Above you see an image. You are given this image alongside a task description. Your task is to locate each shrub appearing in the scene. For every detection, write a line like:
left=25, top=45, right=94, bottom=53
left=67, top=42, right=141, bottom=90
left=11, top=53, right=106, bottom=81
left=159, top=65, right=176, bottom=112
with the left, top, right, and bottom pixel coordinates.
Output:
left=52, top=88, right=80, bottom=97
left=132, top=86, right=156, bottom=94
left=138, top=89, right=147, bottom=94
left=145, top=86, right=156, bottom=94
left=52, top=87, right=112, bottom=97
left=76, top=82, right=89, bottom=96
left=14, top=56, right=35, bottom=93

= Try it =
Nothing but the lines from the line that contains "left=67, top=42, right=141, bottom=90" to the last line of the records above should appear in the answer; please copy them exactly.

= Response below =
left=67, top=42, right=141, bottom=90
left=11, top=53, right=106, bottom=81
left=159, top=65, right=176, bottom=112
with the left, top, right, and bottom pixel coordinates.
Output:
left=52, top=88, right=80, bottom=97
left=132, top=86, right=156, bottom=94
left=138, top=89, right=147, bottom=94
left=145, top=86, right=156, bottom=94
left=52, top=87, right=112, bottom=97
left=76, top=82, right=89, bottom=96
left=14, top=56, right=35, bottom=93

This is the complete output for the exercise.